## PROBLEM REQUIREMENTS
Copy all of the data below verbatim, line for line, with nothing altered.

## begin INPUT FOR THIS TASK

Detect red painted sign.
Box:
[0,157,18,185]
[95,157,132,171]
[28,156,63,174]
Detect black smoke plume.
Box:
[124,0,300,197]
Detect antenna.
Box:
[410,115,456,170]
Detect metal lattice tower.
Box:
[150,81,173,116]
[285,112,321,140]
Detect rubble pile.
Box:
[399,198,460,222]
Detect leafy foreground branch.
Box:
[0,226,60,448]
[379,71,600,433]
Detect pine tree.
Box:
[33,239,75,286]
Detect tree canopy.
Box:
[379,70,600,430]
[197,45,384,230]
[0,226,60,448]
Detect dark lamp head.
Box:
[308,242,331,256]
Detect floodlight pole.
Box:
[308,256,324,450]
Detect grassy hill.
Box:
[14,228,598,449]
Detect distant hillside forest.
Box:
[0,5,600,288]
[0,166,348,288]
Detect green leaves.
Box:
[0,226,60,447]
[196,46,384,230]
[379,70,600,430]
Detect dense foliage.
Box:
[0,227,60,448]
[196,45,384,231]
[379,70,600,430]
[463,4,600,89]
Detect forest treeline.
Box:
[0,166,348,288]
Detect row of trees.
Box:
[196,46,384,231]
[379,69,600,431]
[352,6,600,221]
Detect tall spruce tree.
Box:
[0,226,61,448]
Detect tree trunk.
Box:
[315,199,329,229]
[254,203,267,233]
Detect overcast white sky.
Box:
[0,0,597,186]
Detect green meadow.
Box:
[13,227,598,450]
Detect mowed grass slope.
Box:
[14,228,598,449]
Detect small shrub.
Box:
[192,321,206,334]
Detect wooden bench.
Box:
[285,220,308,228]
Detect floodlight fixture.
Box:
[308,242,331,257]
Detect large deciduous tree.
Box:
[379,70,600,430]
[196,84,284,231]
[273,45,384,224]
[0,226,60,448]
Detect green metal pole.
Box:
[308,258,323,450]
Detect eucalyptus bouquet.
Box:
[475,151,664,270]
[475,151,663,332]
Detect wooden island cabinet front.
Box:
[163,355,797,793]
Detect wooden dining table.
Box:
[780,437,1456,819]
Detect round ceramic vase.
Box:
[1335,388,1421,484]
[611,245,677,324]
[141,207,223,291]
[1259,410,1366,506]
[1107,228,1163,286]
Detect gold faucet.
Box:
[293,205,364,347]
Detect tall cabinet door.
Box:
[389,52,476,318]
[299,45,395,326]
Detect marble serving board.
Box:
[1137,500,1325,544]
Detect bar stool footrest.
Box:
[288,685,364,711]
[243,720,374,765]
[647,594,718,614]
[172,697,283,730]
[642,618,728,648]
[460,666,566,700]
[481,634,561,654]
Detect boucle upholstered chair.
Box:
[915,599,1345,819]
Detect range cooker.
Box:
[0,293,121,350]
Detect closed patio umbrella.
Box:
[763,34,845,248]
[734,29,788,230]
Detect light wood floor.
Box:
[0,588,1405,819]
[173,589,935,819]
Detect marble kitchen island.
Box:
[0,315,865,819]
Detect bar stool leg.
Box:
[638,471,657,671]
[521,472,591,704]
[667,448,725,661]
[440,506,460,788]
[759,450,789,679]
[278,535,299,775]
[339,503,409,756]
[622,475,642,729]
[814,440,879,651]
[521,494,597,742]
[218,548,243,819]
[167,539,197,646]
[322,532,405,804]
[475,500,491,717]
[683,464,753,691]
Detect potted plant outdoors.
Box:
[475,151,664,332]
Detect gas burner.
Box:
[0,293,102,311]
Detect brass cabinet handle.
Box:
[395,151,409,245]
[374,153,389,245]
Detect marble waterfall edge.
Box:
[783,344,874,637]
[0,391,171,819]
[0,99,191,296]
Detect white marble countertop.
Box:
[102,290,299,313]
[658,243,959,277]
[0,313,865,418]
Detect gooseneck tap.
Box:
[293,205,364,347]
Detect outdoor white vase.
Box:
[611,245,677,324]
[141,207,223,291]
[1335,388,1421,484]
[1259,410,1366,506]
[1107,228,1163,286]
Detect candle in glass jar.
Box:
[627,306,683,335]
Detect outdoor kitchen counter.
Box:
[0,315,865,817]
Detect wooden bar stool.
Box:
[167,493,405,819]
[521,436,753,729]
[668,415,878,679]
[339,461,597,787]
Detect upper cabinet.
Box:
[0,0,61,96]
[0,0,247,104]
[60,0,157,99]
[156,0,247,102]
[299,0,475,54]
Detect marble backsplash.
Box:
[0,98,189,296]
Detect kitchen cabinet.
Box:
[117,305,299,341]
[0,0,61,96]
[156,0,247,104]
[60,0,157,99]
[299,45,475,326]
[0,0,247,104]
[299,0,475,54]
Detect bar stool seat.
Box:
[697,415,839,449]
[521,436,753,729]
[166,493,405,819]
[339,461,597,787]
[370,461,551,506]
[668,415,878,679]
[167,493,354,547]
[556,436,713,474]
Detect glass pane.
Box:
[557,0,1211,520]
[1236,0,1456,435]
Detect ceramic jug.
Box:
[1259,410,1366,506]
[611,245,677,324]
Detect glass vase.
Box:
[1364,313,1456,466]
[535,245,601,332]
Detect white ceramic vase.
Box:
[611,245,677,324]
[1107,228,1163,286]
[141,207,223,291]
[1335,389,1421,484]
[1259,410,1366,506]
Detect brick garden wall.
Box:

## end INPUT FOR THIS TASK

## EXPECTED ANSWER
Detect red painted sign.
Box:
[0,157,18,185]
[95,157,132,171]
[28,156,63,174]
Detect black smoke plume.
Box:
[124,0,300,197]
Detect antenna.
Box:
[410,115,456,170]
Detect metal lattice tower.
Box:
[150,81,173,116]
[285,112,321,140]
Detect rubble pile.
Box:
[399,198,460,222]
Detect leafy foreground branch.
Box:
[0,226,60,448]
[379,71,600,433]
Detect pine tree.
Box:
[33,239,75,286]
Detect tree canopy.
Box:
[379,70,600,430]
[197,45,384,230]
[0,226,60,448]
Detect dark lamp head.
Box:
[308,242,331,256]
Detect floodlight pole.
Box:
[308,256,324,450]
Detect grassy hill.
Box:
[14,228,598,449]
Detect distant hillside forest.
Box:
[0,5,600,288]
[0,166,348,288]
Detect green leaves.
Box:
[0,226,60,447]
[196,46,384,230]
[379,70,600,430]
Detect dense foliage.
Box:
[0,227,60,448]
[196,45,384,231]
[379,70,600,430]
[463,4,600,89]
Detect forest treeline.
Box:
[0,166,348,288]
Detect row of trees.
Box:
[196,46,384,231]
[379,69,600,431]
[352,6,600,221]
Detect tall spruce tree.
Box:
[0,226,61,448]
Detect tree trunk.
Box:
[315,199,329,229]
[254,203,267,233]
Detect overcast white sky.
Box:
[0,0,597,186]
Detect green meadow.
Box:
[13,227,598,450]
Detect mowed grass slope.
Box:
[14,228,598,449]
Detect small shrub.
Box:
[192,321,206,334]
Detect wooden bench.
Box:
[285,220,308,228]
Detect floodlight fixture.
Box:
[308,242,331,257]
Detect large deciduous tree.
Box:
[379,70,600,430]
[196,84,284,231]
[273,45,384,224]
[0,226,60,448]
Detect green metal pole.
Box:
[308,258,323,450]
Detect eucalyptus bouquet.
Box:
[475,151,664,270]
[475,151,663,332]
Detect wooden island cabinet front.
Box:
[163,355,797,793]
Detect wooden dining table.
Box:
[780,437,1456,819]
Detect round ceramic vase.
Box:
[1335,388,1421,484]
[611,245,677,324]
[141,207,223,291]
[1259,410,1366,506]
[1107,228,1163,286]
Detect gold faucet.
Box:
[293,205,364,347]
Detect tall cabinet door.
Box:
[389,52,476,318]
[299,45,395,326]
Detect marble serving board.
Box:
[1137,500,1325,544]
Detect bar stool footrest.
Box:
[288,685,364,711]
[243,720,374,765]
[647,594,718,614]
[172,697,283,730]
[642,618,728,648]
[460,666,566,700]
[481,634,561,654]
Detect boucle upholstered chair.
Box:
[915,599,1345,819]
Detect range cooker.
Box:
[0,293,121,350]
Detect closed patio umbrella.
Box:
[763,34,845,248]
[734,29,788,230]
Detect light wood floor.
Box:
[0,588,1405,819]
[173,589,935,819]
Detect marble kitchen island.
Box:
[0,315,865,819]
Detect bar stool leg.
Box:
[638,471,657,671]
[521,472,591,704]
[667,448,725,661]
[440,506,460,788]
[759,450,789,679]
[278,535,299,775]
[339,503,409,756]
[622,475,642,729]
[814,440,879,651]
[521,494,597,742]
[218,548,243,819]
[167,539,197,646]
[322,532,405,804]
[475,500,491,717]
[683,464,753,691]
Detect potted plant outdoors.
Box:
[475,151,664,332]
Detect gas burner.
Box:
[0,293,102,311]
Detect brass cabinet handle.
Box:
[395,151,409,245]
[374,153,389,245]
Detect marble waterfall edge.
Box:
[783,344,874,637]
[0,391,171,819]
[0,99,191,296]
Detect white marble countertop.
Box:
[102,290,299,313]
[658,243,959,277]
[0,313,865,418]
Detect gooseneck tap.
Box:
[293,205,364,347]
Detect outdoor white vase.
Box:
[611,245,677,324]
[141,207,223,291]
[1335,388,1421,484]
[1259,410,1366,506]
[1107,228,1163,286]
Detect candle in glass jar.
Box:
[627,306,683,335]
Detect outdoor kitchen counter.
Box:
[0,315,865,817]
Detect wooden bar stool.
Box:
[167,493,405,819]
[521,436,753,729]
[668,415,878,679]
[339,461,597,787]
Detect upper cabinet.
Box:
[0,0,61,96]
[0,0,247,104]
[60,0,157,99]
[156,0,247,102]
[299,0,475,54]
Detect marble backsplash.
Box:
[0,98,189,296]
Detect kitchen cabinet.
Box:
[117,305,299,341]
[0,0,61,96]
[156,0,247,104]
[60,0,157,99]
[299,45,475,326]
[0,0,247,104]
[299,0,475,54]
Detect bar stool seat.
Box:
[697,415,839,449]
[521,436,753,729]
[166,493,405,819]
[339,461,597,787]
[370,461,551,506]
[668,415,878,679]
[167,493,354,547]
[556,436,713,474]
Detect glass pane.
Box:
[557,0,1211,520]
[1236,0,1456,435]
Detect ceramic jug.
Box:
[1259,410,1366,506]
[611,245,677,324]
Detect glass vase.
Box:
[1364,313,1456,466]
[535,245,601,332]
Detect white ceramic vase.
Box:
[611,245,677,324]
[1107,228,1163,286]
[141,207,223,291]
[1335,389,1421,484]
[1259,410,1366,506]
Detect brick garden wall.
Box:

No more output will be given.